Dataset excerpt
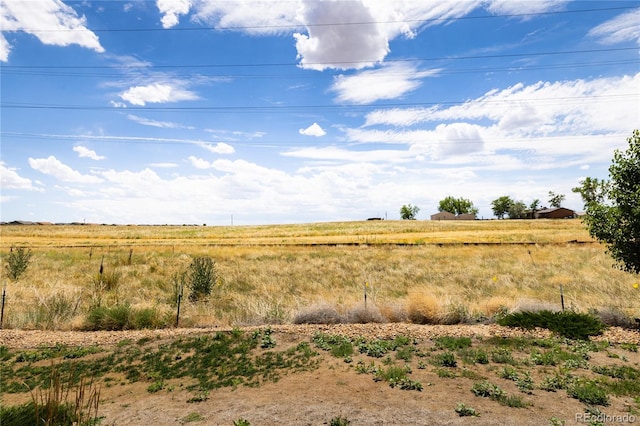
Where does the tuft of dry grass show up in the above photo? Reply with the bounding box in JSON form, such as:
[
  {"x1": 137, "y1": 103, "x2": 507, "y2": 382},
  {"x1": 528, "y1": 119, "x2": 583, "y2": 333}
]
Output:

Problem requirements:
Retype every row above word for word, leaving out the pictures.

Full output:
Where does the tuft of dry grass show up in the above photo? Reply with the bounding box in JSON form, such as:
[
  {"x1": 137, "y1": 103, "x2": 507, "y2": 382},
  {"x1": 528, "y1": 119, "x2": 583, "y2": 333}
]
Output:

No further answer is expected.